* Extract provided
> It is also much easier to stop bad software than bad biology. Software is much simpler than the human body.
As an RE geek, and a biologist, the Movies were so f'ing awful... I'm playing the new reboot of the Outbreak series, my favorite of all, RE: Resistance and its pretty awesome and still does way more with genre of survival horror in what was simply an add-on DLC cash-in to sell an updated RE3 then all the horrible movies combined. Online play was always more fun, but now that you're the villainous 'master mind' behind the plot kill the subjects for your own gain is absolutely brilliant, something sorely lacking the same Raccoon City Outbreak universe.
They simply did what Hollywood always does: make shit up and refused to speak about the Cyberpunk-esque undertones of Umbrella and the T virus in any adequate way. This works for comic book stuff because it's audience is so self-serving, but it's also why it's so boring and suffers from the repeated one dimensional story telling.
Instead of following the manga-style adaptions they have in Japanese cinema Hollywood made a series of mindless 2 hour brain drains of of zombie shooting banality, and then made up characters the main character (Jovovich) doesn't even exist in the lore, they deviated so far from the plot that they even managed to get Jill's character so bad I literately pissed of my date when we went I was nerd-raging so hard about how bad it was and how much a missed opportunity it was to inspire more like me to enter into biology--we were both freshman in University and I was at my peak of biopunk naivety and advocacy.
The animated series were way better, as is the case with Batman stuff and shows how gritty and dire these subjects are when properly told from the right platform and setting.
As for COVID, I witnessed how resurgance of the yellow movement in HK was being quelled by the CCP and PLA since that Summer, and I personally feel the theory that an accidental leaked gain of function virus makes sense but that nothing 'damning' will ever be uncovered as the floods that impacted Wuhan provided perfect cover to do any successful form of epidemiology, the wet markets are no longer a source of valid data and it was clear how the WHO who were refused at first from entering) is not to be trusted given their alliances to the CCP and refusal to acknowledge the efforts Taiwan had during this pandemic.
Sadly, political theater will always undo anything Science can prove (or not prove) even when it results in the death of 2+ million people. Let it not be forgotten the CCP was jailing, disspeaing and going fafter people on Social media for talking about the deadliness and serious nature of what was happening. Mainland Citizen-journalists who exposed the dire situation and the pathetic state of these make shift hospitals over run by are still not accounted for and are presumed to be either dissapeared in a black-site re-education camp, or simply murdered at this point.

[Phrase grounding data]
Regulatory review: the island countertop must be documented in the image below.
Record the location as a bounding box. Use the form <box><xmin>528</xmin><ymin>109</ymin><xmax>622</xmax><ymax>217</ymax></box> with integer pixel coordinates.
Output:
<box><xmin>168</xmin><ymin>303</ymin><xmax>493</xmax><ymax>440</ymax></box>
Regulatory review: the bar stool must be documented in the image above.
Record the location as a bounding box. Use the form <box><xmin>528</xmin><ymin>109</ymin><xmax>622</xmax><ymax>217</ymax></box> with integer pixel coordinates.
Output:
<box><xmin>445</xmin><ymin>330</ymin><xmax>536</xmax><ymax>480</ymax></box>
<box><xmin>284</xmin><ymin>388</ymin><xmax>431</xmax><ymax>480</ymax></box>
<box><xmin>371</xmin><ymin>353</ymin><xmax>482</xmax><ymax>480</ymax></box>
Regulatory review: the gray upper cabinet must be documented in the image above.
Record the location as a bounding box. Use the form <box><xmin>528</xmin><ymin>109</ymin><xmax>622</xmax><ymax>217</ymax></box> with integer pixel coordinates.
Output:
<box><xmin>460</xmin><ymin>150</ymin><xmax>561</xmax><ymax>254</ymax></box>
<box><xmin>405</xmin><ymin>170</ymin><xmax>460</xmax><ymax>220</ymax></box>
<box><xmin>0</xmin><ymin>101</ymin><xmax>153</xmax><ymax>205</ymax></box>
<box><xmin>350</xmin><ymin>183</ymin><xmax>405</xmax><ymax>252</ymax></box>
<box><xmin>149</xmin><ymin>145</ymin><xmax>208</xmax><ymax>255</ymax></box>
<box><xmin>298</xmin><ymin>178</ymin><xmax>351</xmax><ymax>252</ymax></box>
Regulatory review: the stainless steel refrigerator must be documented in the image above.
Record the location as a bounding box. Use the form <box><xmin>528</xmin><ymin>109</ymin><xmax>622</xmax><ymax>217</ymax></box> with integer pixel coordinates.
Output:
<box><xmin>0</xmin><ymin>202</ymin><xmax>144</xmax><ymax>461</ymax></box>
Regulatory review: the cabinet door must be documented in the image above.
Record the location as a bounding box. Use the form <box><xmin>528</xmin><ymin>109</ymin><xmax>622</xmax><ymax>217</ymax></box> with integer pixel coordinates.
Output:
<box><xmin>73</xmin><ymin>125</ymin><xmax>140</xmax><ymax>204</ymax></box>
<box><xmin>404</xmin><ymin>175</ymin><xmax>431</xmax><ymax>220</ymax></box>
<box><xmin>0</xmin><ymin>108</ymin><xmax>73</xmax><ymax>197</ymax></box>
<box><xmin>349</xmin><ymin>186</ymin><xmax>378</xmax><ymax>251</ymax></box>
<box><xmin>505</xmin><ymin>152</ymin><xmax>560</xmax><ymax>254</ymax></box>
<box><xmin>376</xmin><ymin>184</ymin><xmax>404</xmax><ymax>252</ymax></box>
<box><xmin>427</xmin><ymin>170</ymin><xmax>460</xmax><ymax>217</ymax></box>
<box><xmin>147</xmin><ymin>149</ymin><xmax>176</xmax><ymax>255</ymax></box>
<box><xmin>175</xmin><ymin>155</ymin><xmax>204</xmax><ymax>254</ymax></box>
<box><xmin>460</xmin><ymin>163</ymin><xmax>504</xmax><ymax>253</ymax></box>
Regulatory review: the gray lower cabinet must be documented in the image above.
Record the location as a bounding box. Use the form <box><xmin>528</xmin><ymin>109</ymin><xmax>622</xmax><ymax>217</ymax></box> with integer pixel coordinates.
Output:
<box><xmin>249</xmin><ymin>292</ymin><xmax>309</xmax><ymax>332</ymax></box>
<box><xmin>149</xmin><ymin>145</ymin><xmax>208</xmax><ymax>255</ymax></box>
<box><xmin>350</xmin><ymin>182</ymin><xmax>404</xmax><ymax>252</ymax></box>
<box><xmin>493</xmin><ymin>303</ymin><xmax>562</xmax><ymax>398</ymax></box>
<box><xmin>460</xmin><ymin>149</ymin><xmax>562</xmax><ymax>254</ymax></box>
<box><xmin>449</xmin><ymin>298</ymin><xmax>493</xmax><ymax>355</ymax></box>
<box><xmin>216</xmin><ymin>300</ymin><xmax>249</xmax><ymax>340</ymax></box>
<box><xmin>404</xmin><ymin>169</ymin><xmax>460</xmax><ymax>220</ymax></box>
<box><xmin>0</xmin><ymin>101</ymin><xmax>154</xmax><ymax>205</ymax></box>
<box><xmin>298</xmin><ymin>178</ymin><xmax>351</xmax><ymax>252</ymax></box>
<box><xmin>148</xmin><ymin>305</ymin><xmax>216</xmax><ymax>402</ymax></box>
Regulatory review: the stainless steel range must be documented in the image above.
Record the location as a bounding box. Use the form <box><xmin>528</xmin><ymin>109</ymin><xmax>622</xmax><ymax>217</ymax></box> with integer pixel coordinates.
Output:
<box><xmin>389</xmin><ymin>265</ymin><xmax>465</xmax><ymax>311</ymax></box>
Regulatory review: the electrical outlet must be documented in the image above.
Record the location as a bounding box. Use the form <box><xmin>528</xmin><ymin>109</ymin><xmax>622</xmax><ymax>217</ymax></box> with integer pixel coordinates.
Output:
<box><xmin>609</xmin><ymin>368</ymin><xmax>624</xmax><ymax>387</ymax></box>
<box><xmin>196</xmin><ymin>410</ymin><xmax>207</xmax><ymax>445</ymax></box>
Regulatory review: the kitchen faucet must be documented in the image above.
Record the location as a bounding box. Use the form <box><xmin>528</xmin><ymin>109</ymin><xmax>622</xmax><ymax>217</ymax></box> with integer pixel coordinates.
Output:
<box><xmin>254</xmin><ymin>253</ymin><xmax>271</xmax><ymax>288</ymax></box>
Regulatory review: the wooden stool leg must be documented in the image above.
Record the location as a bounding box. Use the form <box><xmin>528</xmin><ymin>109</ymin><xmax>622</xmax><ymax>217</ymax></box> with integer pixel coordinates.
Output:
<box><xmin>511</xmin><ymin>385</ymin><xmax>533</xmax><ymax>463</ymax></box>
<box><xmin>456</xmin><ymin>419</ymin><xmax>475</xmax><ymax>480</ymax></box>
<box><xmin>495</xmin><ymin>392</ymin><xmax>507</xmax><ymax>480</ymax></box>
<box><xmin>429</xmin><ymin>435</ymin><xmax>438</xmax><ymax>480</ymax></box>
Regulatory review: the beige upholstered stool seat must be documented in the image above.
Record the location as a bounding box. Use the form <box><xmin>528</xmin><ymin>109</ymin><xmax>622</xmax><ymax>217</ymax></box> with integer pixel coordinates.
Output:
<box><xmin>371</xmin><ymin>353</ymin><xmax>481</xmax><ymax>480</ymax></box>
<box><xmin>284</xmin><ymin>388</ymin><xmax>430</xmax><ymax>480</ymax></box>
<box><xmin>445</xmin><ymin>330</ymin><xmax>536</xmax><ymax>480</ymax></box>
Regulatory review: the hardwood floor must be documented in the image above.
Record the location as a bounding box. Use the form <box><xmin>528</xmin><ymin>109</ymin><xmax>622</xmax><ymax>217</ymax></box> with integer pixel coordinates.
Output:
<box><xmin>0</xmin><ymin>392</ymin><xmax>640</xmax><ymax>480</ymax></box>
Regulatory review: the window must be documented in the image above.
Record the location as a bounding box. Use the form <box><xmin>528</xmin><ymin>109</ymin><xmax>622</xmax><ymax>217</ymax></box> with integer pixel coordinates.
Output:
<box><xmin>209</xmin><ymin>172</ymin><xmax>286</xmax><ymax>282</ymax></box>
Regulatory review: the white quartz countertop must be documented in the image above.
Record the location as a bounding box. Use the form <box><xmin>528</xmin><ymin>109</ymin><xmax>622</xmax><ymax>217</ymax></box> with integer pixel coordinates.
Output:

* Task list
A - Output the passage of the comment on the Resident Evil movies between "The animated series" and "during this pandemic.", inclusive.
B - Please write the next part of the comment on the Resident Evil movies, picking up after its final sentence.
None of the rows are needed here.

* Written answers
A -
The animated series were way better, as is the case with Batman stuff and shows how gritty and dire these subjects are when properly told from the right platform and setting.
As for COVID, I witnessed how resurgance of the yellow movement in HK was being quelled by the CCP and PLA since that Summer, and I personally feel the theory that an accidental leaked gain of function virus makes sense but that nothing 'damning' will ever be uncovered as the floods that impacted Wuhan provided perfect cover to do any successful form of epidemiology, the wet markets are no longer a source of valid data and it was clear how the WHO who were refused at first from entering) is not to be trusted given their alliances to the CCP and refusal to acknowledge the efforts Taiwan had during this pandemic.

B -
That's why the CCP is such a threat, and its reliance needs to be broken from and decoupled: cheap labour and trinkets aren't worth having them be the vanguard for Human or even environmental health and denying and hiding, getting rid of any and all evidence when it suits them--which includes but is not limited to disspearing people and committing war crimes and acts of genocide while Xi speaks at DAVOS about creating a more 'diverse' system as it extinguishes ethnic groups it see's as threat to it's divisive death cult (CCP).
I'm definitely no expert but it seems to me that the sheer number of biological variables means that even if you know something could potentially get bad it wouldn't really give you much of a head start as any vaccine you might develop is not so likely to be viable. Testing the impact on living organisms would also have so many ethical issues as to be pretty much a non starter.
I'd genuinely like to know what we would get out of it that would warrant such risk taking?
There was some considerable progress recently using AI to predict possible mutations. I wish I could find the link. That seems like a better way to go.
You can if you want to show really great efficacy results to the regulators, just omit that pesky control group. Buy my tiger repelling rock, prevents 100% of tiger attacks.
Similarly smallpox has been completely eradicated, but USA and Russia like to keep around a few live samples, "for research". Whatever will wipe us all out in the end, we probably had it coming.
It’s substantially more complicated than that smallpox samples keep turning up in the US [1][2]. Who knows how many samples were lost in the chaos of the fall of the Soviet Union. Smallpox was in every country on earth until relatively recently simply destroying samples isn’t enough. Hanging onto them in case we need a new vaccine is absolutely prudent.
That certainly doesn't preclude research that's useful (and essential) to developing new pathogens; all of these things are by nature dual-use technologies.
This seems like a supremely bad idea.